(Excerpts of location labeling data)
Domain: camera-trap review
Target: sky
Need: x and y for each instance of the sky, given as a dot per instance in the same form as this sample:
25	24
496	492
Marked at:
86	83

- **What is being asked**: Can you rewrite the data above as a Markdown table with the columns "Row" and "Line," giving each non-blank line its own numbered row?

- **Expected output**:
| Row | Line |
|---|---|
| 1 | Domain: camera-trap review |
| 2 | Target: sky |
| 3 | Need: x and y for each instance of the sky, given as a dot per instance in the same form as this sample: |
| 4 | 25	24 |
| 5 | 496	492 |
| 6 | Marked at: |
| 7 | 86	83 |